_Problems:_
1: Decide whether each statement agrees with the channel capacity text. For each, answer yes or no and quote the deciding words of the text. (a) Doubling the bandwidth of an AWGN channel doubles its capacity. (b) The SNR used in the AWGN capacity formula is expressed in dB. (c) Raising the bits per symbol of a PAM from 2 to 4 may properly be said to double the "capacity."
2: Write the next paragraph of the channel capacity text, beginning right after its final sentence.

_Document extract:_
* start *
Channel Capacity

4.10 Channel Capacity

The channel capacity is the maximum rate of communication for which an arbitrarily small error probability can be achieved. It is an intrinsic property of a channel and extensively studied in the Information Theory literature.

Each channel has its capacity and this concept gets confused because sometimes the word capacity is also used to describe the bit rate achieved by a given communication system. For example, under this alternative interpretation of “capacity”, one can say that increasing the number $b$ of bits per symbol a PAM from $b = 2$ to 4 doubled the “capacity”. This terminology should be avoided and, instead, bit rate used in this case.

Because each channel has its capacity, a given expression for capacity must be used only for the specific channel that it was derived for.

4.10.1 Capacity of AWGN channels

In the case of the continuous-time AWGN channel of Figure 4.6, the capacity $C$ in bits per second (bps) is¹⁵

C_{[bps]} = BW {log}_{2} (1 + SNR),

(4.52)

where $BW$ is given in Hz and $SNR$ is the SNR at the receiver, in linear scale (not dB).

Recall from Section 4.2.5, that the transmit signal power of an AWGN channel is power-limited. This avoids the situation of having an infinite capacity by increasing the SNR in Eq. (4.52). In practice, $C$ is finite because the transmit signal power is always bounded and the noise power is not zero.

From Eq. (4.52), it can also be seen that doubling $BW$ leads to twice the capacity, but the dependence of $C$ on $SNR$ is only logarithmic.
* end *
_Extracted data:_
* start *
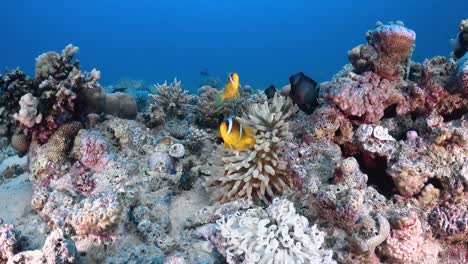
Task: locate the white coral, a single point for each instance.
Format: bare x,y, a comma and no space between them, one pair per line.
275,235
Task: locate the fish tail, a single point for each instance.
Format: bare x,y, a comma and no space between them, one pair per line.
219,98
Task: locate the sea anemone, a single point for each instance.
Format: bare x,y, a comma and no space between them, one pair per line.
259,172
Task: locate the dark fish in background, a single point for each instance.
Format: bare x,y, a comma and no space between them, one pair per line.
119,89
204,72
304,92
270,91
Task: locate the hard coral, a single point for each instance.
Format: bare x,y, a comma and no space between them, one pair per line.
394,44
407,244
92,149
61,141
57,249
260,171
450,220
364,98
210,113
277,235
462,70
28,114
96,216
363,58
7,242
173,99
13,86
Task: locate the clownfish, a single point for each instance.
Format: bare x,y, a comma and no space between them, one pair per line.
236,135
231,89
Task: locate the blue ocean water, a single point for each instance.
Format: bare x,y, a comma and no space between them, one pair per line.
264,41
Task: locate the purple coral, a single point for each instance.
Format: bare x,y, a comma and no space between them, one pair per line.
394,44
92,149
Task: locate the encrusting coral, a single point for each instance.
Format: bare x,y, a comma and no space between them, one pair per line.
260,171
172,99
275,235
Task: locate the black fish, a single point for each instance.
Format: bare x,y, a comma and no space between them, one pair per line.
304,92
270,91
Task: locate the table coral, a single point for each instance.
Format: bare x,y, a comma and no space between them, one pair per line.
260,171
277,234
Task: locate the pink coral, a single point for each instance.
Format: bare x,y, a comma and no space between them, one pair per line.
450,220
92,149
407,244
393,43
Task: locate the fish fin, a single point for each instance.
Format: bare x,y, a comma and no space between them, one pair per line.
219,98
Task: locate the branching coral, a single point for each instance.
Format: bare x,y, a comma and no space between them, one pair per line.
172,98
210,113
275,235
260,171
394,44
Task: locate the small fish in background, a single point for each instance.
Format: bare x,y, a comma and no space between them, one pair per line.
204,72
231,89
304,92
270,91
236,135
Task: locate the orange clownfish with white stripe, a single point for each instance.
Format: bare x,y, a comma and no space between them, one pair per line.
231,89
236,135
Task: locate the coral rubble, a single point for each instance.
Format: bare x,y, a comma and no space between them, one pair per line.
373,170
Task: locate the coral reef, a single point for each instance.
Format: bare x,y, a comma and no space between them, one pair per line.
277,234
258,172
374,170
172,99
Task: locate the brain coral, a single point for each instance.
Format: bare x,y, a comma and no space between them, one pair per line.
275,235
258,172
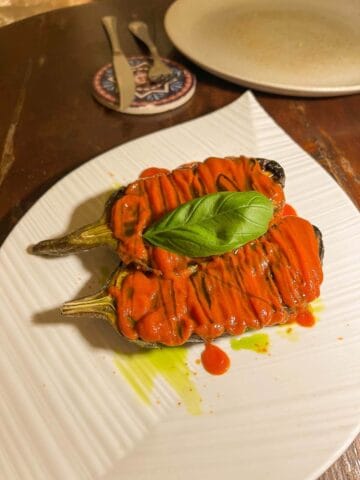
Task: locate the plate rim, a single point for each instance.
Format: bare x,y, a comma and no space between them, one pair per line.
271,87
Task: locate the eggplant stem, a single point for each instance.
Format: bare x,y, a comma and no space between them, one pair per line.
85,238
99,305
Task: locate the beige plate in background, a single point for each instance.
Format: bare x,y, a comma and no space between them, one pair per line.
301,47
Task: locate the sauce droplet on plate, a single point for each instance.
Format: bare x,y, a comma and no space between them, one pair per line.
306,319
215,360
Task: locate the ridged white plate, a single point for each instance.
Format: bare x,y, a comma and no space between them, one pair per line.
68,413
297,47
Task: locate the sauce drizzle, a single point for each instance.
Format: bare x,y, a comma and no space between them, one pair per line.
214,360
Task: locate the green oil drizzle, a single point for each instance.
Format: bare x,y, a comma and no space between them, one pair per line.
288,331
140,370
258,342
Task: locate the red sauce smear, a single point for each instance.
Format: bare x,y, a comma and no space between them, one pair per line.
305,319
288,210
266,282
159,191
215,360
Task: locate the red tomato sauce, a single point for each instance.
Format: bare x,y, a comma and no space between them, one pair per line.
215,360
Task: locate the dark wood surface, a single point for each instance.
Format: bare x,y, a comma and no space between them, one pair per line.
50,124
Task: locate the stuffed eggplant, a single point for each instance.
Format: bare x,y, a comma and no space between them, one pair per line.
268,281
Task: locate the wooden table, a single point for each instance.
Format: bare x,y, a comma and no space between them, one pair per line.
49,123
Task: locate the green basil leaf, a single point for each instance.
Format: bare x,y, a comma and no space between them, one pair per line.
212,224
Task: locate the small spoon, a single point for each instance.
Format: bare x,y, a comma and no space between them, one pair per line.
158,71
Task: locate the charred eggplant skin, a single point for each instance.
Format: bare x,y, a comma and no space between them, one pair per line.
319,237
101,232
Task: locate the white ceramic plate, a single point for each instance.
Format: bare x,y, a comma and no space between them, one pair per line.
300,47
67,412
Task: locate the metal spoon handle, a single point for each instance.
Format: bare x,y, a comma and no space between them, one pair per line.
110,25
141,31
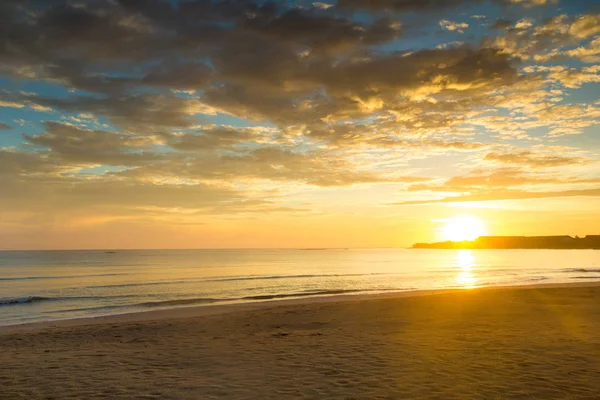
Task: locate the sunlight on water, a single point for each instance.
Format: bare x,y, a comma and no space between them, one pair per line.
466,278
47,285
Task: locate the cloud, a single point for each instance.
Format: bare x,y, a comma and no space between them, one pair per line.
503,196
531,159
200,106
426,5
453,26
72,144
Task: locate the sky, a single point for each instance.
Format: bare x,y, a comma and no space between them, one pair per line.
348,123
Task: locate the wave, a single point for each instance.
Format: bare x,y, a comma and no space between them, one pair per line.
584,270
235,279
35,278
11,301
23,300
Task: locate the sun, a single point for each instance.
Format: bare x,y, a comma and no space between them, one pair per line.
460,228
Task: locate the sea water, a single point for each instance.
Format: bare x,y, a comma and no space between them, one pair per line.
52,285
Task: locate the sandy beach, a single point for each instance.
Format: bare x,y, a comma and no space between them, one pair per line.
521,343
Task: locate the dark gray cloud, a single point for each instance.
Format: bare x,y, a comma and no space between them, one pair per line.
74,145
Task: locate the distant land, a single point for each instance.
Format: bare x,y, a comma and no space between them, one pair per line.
* end *
_Responses:_
1:
(a) Yes: "leads to twice the capacity"
(b) No: "in linear scale (not dB)"
(c) No: "This terminology should be avoided and, instead, bit rate used in this case."

2:
The discrete-time AWGN channel does not have any time explicitly associated to the transmission of a vector $m$ of dimension $D$ and one cannot specify the symbol duration in seconds, for example. Hence, it is more sensible to account capacity as bits “per channel use” (bpcu) or “per transmission” in this case, where each “use” is the transmission of a vector with $D$ symbols. For example, $D = 1$ and 2 when using PAM and QAM, respectively. Assuming that the unit is “bits per channel use per dimension”, the normalized capacity of the discrete-time AWGN channel is

{\bar{C}}_{[bpcu]} = \frac{1}{2} {log}_{2} (1 + SNR)

(4.53)

and its total capacity $C = D \bar{C}$ bits per channel use.

Eq. (4.53) is also called the capacity of the discrete-time real AWGN, while the capacity of the complex version (that corresponds to using QAM instead of PAM) is

C_{[bpcu]} = {log}_{2} (1 + SNR).

(4.54)

Note that Eq. (4.52) is valid for both real and complex AWGN channels, and it can be obtained from Eq. (4.53) or Eq. (4.54) as follows. When the symbols are real-valued (e. g., when PAM is used in baseband channels), Table 4.2 indicates that the maximum number of symbols that can be sent over a channel with bandwidth BW is $R_{sym}^{max} = 2 BW$ . Therefore, using Eq. (4.53), the capacity is

C_{[bps]} = R_{sym}^{max} C_{[bpcu]} = 2 BW (\frac{1}{2} {log}_{2} (1 + SNR)) = BW {log}_{2} (1 + SNR),

as indicated by Eq. (4.52). Similarly, when the symbols are complex-valued (e. g., when QAM is used in bandpass channels), Table 4.3, indicates that the maximum number of symbols that can be sent over a channel with bandwidth BW is $R_{sym}^{max} = BW$ and from Eq. (4.54):

C_{[bps]} = R_{sym}^{max} C_{[bpcu]} = BW {log}_{2} (1 + SNR).

4.10.2 Water filling

This section discusses the water filling (or water pouring) algorithm that provides the optimum allocation of power in order to achieve the capacity of the frequency-selective channel depicted in Figure 4.1. A by-product of using water filling for power allocation is an estimate of the channel capacity itself. It is assumed that the transmit signal is constrained to have a maximum power value (otherwise the capacity would be infinite).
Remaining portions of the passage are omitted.